## GOAL:
Copy each of the lines below word for word, leaving out any pictures.

* begin *

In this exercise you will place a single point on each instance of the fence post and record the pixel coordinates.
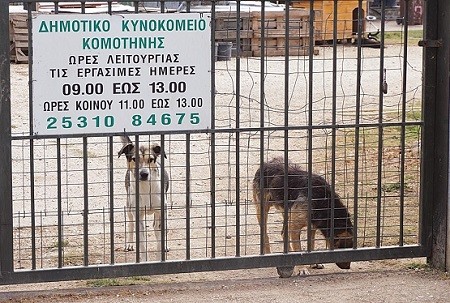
(443, 88)
(435, 140)
(6, 255)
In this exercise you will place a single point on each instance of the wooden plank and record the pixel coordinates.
(229, 34)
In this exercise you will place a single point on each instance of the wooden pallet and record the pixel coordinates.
(18, 28)
(346, 19)
(227, 28)
(274, 33)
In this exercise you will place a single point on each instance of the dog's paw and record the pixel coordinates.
(317, 266)
(129, 247)
(303, 272)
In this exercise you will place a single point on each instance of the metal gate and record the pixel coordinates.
(338, 96)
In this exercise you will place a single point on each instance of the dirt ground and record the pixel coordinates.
(377, 281)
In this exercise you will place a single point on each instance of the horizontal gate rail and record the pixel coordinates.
(213, 264)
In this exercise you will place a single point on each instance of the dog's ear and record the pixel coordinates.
(158, 151)
(127, 149)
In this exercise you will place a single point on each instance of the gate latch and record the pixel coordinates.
(430, 43)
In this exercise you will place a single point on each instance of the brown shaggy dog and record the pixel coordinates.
(272, 187)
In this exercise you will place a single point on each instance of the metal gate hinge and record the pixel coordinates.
(430, 43)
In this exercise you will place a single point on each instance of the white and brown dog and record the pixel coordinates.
(143, 166)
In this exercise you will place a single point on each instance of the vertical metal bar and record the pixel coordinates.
(380, 126)
(333, 124)
(238, 122)
(86, 204)
(6, 221)
(30, 110)
(59, 202)
(137, 204)
(163, 204)
(403, 127)
(188, 196)
(213, 137)
(310, 117)
(434, 207)
(261, 138)
(357, 123)
(286, 244)
(111, 199)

* end *

## EXERCISE SOLUTION:
In this exercise you will place a single point on each instance of the fence post and record the pixel coordinates.
(443, 88)
(435, 140)
(6, 255)
In this exercise you will place a single point on each instance of the wooden plank and record the pixel coordinates.
(229, 34)
In this exercise you will place a single point on each instance of the wooden pallet and record the pixel coordinates.
(18, 28)
(346, 19)
(227, 28)
(274, 33)
In this exercise you will place a single point on each instance of the dog's paw and record the pixel coordinates.
(317, 266)
(129, 247)
(303, 272)
In this exercise you will place a single point on each instance of the metal gate and record the pixel coordinates.
(338, 96)
In this exercise you will place a single point on each instance of the dirt ground and record the pixel coordinates.
(377, 281)
In this exercise you will place a single point on each instance of the horizontal gate rail and record the pixel coordinates.
(213, 264)
In this exercise you will place a single point on each instance of the dog's ear and record the pixel coordinates.
(158, 151)
(127, 149)
In this exercise you will place a single point on each instance of the gate latch and record the pixel coordinates.
(430, 43)
In this exercise you will place a single point on each instance of the brown shaggy dog and record the pixel coordinates.
(272, 187)
In this exercise you will place a single point on each instance of the metal gate hinge and record the pixel coordinates.
(430, 43)
In this exercise you will place a single point on each instance of the white and brown dog and record the pixel coordinates.
(143, 166)
In this exercise you will place a single point on each instance of the vertical metal bar and record the pixel coordinates.
(380, 126)
(333, 124)
(238, 122)
(86, 204)
(6, 221)
(30, 110)
(59, 202)
(137, 204)
(163, 204)
(403, 127)
(188, 196)
(213, 137)
(310, 117)
(434, 207)
(261, 138)
(357, 123)
(286, 244)
(111, 199)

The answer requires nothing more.